Lines from the one containing "Task: find each instance of the leafy" through the end of the data are to be returned exactly, and no others.
** Start of RECORDS SUPPLIED **
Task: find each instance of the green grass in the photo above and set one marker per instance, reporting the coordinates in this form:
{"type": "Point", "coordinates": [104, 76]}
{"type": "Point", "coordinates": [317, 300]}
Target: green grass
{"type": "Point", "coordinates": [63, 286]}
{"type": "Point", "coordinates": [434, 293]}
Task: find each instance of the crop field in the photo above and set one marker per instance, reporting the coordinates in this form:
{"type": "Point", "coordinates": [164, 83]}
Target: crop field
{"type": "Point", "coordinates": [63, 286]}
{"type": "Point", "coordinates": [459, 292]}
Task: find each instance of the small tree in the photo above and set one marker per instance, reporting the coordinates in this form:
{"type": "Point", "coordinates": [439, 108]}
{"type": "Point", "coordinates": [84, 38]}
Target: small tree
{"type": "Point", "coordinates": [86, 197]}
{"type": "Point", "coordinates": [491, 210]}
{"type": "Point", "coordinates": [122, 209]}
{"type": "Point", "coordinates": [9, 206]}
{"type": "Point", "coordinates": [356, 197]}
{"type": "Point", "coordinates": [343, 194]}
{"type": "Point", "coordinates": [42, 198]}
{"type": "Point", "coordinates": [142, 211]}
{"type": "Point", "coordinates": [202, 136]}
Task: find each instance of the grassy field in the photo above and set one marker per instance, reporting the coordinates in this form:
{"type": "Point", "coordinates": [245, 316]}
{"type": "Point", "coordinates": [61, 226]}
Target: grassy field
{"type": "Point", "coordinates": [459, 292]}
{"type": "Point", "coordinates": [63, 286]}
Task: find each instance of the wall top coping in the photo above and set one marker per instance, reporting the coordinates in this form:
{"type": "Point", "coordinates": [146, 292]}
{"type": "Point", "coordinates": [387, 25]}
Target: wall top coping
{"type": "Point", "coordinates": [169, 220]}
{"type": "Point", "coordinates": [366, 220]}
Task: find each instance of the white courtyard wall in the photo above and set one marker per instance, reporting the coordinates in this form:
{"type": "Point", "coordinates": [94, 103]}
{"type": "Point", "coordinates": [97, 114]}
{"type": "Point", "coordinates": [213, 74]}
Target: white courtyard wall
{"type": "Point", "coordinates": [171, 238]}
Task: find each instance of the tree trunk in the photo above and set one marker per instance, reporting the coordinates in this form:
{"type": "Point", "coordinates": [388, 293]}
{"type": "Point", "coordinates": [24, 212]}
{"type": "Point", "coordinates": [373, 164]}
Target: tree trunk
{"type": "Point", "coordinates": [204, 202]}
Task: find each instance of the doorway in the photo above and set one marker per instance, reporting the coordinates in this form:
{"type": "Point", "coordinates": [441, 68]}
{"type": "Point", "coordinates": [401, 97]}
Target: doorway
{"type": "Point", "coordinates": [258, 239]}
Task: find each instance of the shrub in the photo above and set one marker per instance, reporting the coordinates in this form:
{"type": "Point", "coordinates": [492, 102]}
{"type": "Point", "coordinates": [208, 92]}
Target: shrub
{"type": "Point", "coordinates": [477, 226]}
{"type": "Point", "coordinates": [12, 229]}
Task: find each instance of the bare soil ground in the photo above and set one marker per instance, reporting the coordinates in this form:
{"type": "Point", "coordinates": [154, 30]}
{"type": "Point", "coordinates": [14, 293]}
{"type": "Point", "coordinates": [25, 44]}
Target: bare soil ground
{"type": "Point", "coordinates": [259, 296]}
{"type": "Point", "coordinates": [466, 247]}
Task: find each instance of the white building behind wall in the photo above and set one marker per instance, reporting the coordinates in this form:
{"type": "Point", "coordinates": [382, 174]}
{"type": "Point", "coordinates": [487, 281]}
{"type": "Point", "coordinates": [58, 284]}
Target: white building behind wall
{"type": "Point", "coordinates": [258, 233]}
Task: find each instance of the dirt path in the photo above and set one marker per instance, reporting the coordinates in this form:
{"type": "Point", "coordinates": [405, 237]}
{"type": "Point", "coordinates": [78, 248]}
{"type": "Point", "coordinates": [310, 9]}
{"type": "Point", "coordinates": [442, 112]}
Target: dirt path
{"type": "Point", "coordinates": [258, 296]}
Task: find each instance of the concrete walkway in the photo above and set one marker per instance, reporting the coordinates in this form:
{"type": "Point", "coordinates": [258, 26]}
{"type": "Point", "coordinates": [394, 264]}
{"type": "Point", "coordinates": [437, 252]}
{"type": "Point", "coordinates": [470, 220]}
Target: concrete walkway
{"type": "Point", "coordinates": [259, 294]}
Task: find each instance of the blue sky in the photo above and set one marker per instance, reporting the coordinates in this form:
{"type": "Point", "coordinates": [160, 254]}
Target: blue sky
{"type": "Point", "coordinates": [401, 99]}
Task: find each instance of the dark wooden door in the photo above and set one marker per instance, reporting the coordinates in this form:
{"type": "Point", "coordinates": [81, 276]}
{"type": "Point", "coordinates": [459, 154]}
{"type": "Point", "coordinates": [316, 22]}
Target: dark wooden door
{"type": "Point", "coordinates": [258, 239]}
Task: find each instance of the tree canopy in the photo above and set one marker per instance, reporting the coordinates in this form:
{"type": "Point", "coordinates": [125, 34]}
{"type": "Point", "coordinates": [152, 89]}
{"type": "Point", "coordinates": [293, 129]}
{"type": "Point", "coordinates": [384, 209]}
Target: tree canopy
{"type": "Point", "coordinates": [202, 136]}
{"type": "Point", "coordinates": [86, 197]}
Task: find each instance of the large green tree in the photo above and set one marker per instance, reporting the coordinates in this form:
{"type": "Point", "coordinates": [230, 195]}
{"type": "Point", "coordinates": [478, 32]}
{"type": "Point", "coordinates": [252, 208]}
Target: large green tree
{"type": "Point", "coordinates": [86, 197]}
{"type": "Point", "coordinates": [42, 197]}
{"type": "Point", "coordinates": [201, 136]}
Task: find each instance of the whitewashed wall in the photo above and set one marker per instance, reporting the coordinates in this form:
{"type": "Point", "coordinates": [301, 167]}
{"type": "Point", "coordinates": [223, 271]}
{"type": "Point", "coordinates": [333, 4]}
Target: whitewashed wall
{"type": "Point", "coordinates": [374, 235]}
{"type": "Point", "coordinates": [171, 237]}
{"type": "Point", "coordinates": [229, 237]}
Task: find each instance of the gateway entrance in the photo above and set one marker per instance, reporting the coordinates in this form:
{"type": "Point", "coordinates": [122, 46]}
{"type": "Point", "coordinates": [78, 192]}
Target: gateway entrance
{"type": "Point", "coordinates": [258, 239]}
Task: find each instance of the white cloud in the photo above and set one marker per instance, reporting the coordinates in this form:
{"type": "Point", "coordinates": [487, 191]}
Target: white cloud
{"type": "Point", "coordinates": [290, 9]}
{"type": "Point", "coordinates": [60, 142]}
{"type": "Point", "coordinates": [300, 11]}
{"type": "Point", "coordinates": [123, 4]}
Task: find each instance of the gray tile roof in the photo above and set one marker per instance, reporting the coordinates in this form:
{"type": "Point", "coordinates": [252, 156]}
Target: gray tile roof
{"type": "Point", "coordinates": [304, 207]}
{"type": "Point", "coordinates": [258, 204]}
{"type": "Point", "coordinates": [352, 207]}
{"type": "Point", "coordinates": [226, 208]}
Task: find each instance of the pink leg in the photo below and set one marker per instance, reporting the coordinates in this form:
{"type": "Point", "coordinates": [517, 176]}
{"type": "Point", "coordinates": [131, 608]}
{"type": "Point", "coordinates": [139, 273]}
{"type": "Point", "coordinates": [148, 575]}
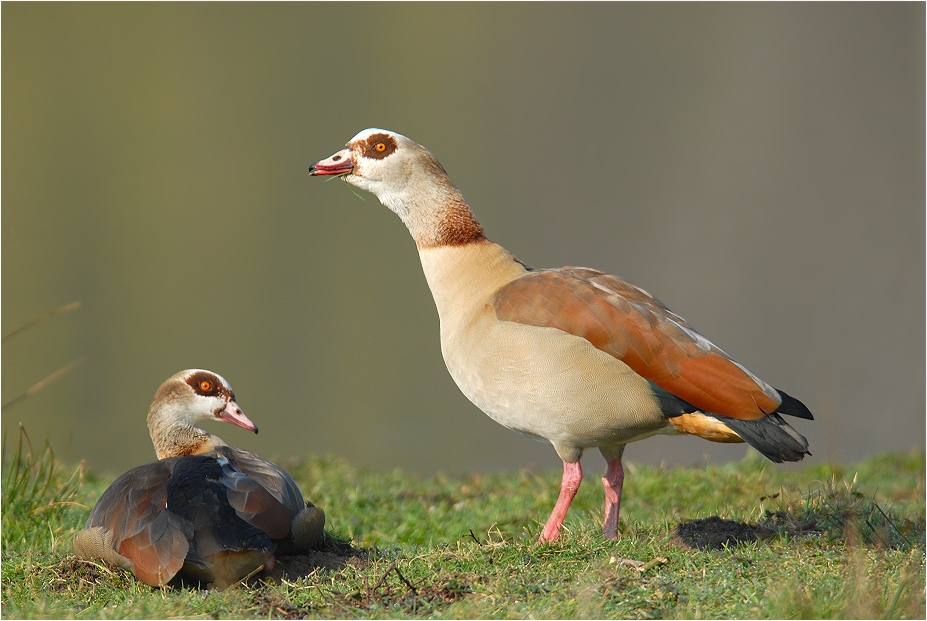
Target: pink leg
{"type": "Point", "coordinates": [613, 482]}
{"type": "Point", "coordinates": [572, 477]}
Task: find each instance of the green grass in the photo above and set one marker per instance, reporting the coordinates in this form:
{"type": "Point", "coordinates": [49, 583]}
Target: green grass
{"type": "Point", "coordinates": [835, 542]}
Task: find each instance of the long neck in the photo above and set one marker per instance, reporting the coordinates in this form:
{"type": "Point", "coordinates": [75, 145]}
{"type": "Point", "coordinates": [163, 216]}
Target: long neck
{"type": "Point", "coordinates": [173, 438]}
{"type": "Point", "coordinates": [463, 278]}
{"type": "Point", "coordinates": [431, 207]}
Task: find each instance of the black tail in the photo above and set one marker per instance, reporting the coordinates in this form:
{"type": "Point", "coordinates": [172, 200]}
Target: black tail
{"type": "Point", "coordinates": [770, 435]}
{"type": "Point", "coordinates": [793, 407]}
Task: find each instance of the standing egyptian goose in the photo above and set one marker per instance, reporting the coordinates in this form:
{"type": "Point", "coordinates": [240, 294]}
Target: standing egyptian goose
{"type": "Point", "coordinates": [571, 355]}
{"type": "Point", "coordinates": [206, 512]}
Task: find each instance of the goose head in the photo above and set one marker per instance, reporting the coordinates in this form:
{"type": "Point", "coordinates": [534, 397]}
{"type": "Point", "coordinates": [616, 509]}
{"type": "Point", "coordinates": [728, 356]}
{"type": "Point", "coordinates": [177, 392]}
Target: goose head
{"type": "Point", "coordinates": [187, 398]}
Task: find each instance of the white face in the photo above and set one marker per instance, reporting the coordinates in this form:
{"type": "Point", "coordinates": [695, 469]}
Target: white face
{"type": "Point", "coordinates": [376, 160]}
{"type": "Point", "coordinates": [209, 397]}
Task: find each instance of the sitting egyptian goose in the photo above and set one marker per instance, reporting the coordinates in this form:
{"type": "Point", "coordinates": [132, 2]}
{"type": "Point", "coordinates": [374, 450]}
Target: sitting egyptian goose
{"type": "Point", "coordinates": [206, 512]}
{"type": "Point", "coordinates": [571, 355]}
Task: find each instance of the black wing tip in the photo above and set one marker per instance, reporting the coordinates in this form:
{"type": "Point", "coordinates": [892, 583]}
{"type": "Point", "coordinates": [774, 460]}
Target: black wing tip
{"type": "Point", "coordinates": [793, 407]}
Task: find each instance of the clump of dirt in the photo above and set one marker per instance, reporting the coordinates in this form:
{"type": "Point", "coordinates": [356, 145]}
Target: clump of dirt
{"type": "Point", "coordinates": [715, 533]}
{"type": "Point", "coordinates": [329, 555]}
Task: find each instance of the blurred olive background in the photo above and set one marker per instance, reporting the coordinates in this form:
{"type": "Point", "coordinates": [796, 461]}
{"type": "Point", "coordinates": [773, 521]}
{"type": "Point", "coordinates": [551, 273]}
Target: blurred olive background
{"type": "Point", "coordinates": [760, 168]}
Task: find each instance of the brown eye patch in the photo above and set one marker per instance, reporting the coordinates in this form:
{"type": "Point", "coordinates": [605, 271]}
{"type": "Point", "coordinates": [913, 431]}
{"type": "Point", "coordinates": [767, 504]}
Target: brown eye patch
{"type": "Point", "coordinates": [379, 146]}
{"type": "Point", "coordinates": [205, 384]}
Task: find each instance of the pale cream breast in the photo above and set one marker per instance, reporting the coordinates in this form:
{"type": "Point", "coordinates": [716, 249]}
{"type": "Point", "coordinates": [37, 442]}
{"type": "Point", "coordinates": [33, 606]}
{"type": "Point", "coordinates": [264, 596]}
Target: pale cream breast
{"type": "Point", "coordinates": [541, 381]}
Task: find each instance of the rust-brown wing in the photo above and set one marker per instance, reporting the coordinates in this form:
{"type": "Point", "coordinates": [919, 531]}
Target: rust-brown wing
{"type": "Point", "coordinates": [636, 328]}
{"type": "Point", "coordinates": [134, 511]}
{"type": "Point", "coordinates": [261, 492]}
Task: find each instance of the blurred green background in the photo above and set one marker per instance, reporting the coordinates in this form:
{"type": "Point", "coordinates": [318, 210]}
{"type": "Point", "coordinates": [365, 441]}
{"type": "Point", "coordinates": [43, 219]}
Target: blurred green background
{"type": "Point", "coordinates": [760, 168]}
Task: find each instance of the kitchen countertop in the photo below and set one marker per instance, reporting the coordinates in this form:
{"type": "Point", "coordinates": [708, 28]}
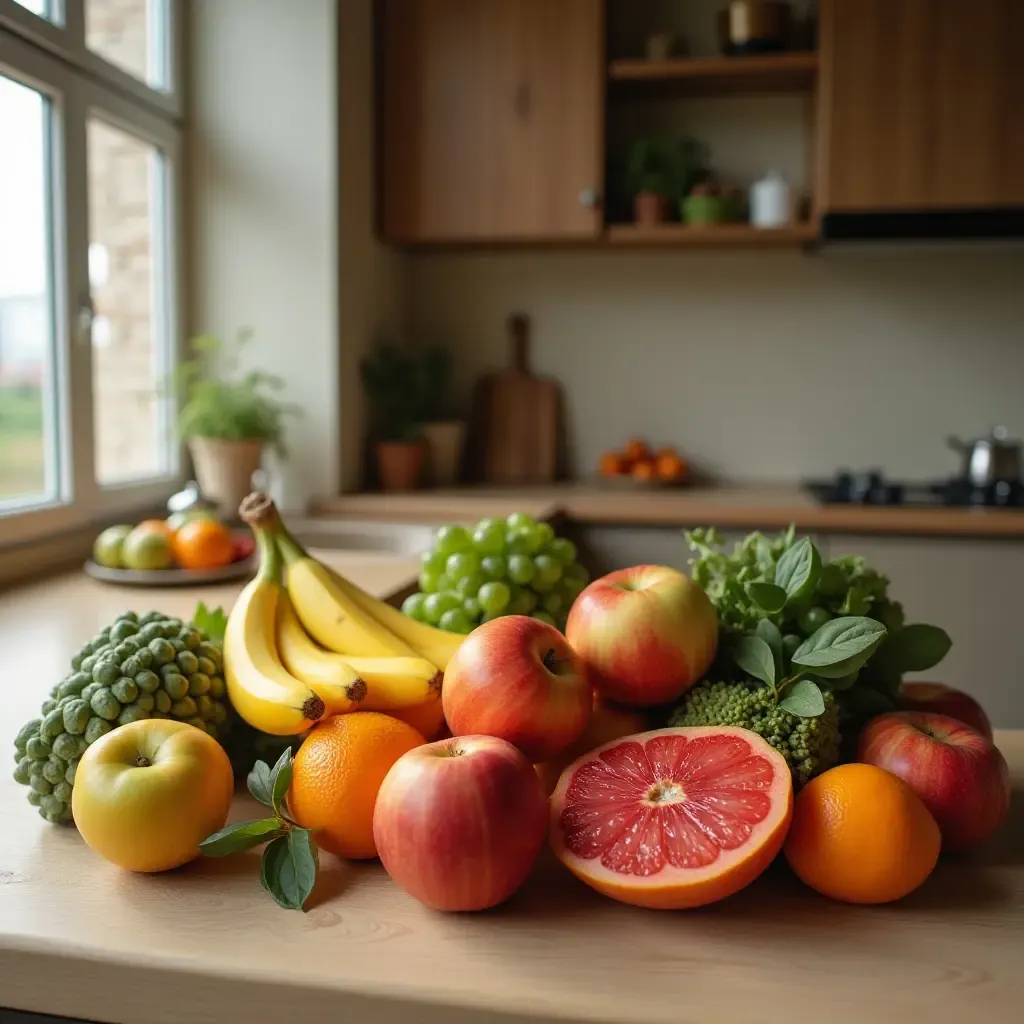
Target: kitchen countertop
{"type": "Point", "coordinates": [738, 507]}
{"type": "Point", "coordinates": [206, 944]}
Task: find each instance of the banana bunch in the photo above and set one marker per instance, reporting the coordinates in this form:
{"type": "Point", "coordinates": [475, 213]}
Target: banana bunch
{"type": "Point", "coordinates": [303, 643]}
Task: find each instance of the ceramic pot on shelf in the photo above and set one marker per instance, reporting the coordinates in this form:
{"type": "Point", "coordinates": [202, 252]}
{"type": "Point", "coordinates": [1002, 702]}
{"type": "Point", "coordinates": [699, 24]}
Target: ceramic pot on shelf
{"type": "Point", "coordinates": [224, 469]}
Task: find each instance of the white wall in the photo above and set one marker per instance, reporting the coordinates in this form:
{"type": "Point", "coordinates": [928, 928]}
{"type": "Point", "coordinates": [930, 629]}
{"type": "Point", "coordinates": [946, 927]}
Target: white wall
{"type": "Point", "coordinates": [762, 366]}
{"type": "Point", "coordinates": [282, 211]}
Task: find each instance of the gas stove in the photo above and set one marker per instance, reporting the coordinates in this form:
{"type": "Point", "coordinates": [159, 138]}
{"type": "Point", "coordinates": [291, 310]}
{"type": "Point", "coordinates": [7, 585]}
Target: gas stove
{"type": "Point", "coordinates": [872, 487]}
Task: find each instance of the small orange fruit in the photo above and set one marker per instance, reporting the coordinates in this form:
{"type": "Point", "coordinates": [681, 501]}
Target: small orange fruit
{"type": "Point", "coordinates": [337, 772]}
{"type": "Point", "coordinates": [612, 464]}
{"type": "Point", "coordinates": [637, 450]}
{"type": "Point", "coordinates": [644, 470]}
{"type": "Point", "coordinates": [861, 836]}
{"type": "Point", "coordinates": [203, 544]}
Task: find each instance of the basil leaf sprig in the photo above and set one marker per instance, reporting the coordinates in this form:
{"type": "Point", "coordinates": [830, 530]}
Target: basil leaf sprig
{"type": "Point", "coordinates": [289, 867]}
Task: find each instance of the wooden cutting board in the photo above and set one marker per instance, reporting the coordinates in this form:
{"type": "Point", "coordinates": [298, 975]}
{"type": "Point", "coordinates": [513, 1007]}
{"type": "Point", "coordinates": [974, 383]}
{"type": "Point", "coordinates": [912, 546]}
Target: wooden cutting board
{"type": "Point", "coordinates": [515, 428]}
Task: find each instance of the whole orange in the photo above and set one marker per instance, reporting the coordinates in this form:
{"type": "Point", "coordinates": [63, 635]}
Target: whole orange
{"type": "Point", "coordinates": [337, 772]}
{"type": "Point", "coordinates": [861, 836]}
{"type": "Point", "coordinates": [203, 544]}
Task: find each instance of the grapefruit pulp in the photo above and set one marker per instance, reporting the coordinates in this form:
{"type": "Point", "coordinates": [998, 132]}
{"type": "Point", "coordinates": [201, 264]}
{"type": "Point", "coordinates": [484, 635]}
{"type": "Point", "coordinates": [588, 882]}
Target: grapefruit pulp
{"type": "Point", "coordinates": [673, 818]}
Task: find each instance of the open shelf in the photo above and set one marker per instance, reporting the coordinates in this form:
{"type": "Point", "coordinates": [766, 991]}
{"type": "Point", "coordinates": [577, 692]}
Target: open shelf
{"type": "Point", "coordinates": [711, 236]}
{"type": "Point", "coordinates": [767, 73]}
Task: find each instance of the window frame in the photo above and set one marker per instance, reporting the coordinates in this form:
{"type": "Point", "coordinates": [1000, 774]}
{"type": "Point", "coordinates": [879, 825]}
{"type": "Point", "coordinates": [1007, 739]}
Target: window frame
{"type": "Point", "coordinates": [75, 95]}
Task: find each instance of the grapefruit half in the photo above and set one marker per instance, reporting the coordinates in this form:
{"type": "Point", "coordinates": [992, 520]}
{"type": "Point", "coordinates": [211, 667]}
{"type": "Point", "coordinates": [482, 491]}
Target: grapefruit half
{"type": "Point", "coordinates": [673, 818]}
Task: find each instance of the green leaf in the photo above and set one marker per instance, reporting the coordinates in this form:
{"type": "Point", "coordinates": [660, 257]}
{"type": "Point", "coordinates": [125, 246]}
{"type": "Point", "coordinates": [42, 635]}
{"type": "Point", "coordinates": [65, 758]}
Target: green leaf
{"type": "Point", "coordinates": [804, 699]}
{"type": "Point", "coordinates": [841, 646]}
{"type": "Point", "coordinates": [915, 648]}
{"type": "Point", "coordinates": [282, 779]}
{"type": "Point", "coordinates": [212, 622]}
{"type": "Point", "coordinates": [260, 783]}
{"type": "Point", "coordinates": [772, 636]}
{"type": "Point", "coordinates": [241, 836]}
{"type": "Point", "coordinates": [756, 658]}
{"type": "Point", "coordinates": [289, 868]}
{"type": "Point", "coordinates": [767, 596]}
{"type": "Point", "coordinates": [797, 571]}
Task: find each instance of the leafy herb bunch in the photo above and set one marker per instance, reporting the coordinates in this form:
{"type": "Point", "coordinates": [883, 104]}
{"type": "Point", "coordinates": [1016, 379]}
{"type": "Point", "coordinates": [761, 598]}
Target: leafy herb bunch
{"type": "Point", "coordinates": [802, 626]}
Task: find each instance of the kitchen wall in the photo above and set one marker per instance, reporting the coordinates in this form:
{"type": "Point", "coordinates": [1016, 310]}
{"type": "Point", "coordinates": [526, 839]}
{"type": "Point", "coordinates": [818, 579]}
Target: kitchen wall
{"type": "Point", "coordinates": [281, 204]}
{"type": "Point", "coordinates": [762, 366]}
** End of RECORDS SUPPLIED **
**EXERCISE RESPONSE**
Task: find each instance of the leafy herb bunch in the photo above and set one marker per instance, reporting the coordinates in this form:
{"type": "Point", "coordinates": [883, 104]}
{"type": "Point", "coordinates": [1016, 379]}
{"type": "Point", "coordinates": [761, 598]}
Target: leafy herb bunch
{"type": "Point", "coordinates": [802, 626]}
Task: find each instance of the kitchen wall in the photo above and set one marker per instance, reporting the coordinates in this form:
{"type": "Point", "coordinates": [1016, 310]}
{"type": "Point", "coordinates": [526, 839]}
{"type": "Point", "coordinates": [818, 579]}
Target: kitchen wall
{"type": "Point", "coordinates": [281, 204]}
{"type": "Point", "coordinates": [762, 366]}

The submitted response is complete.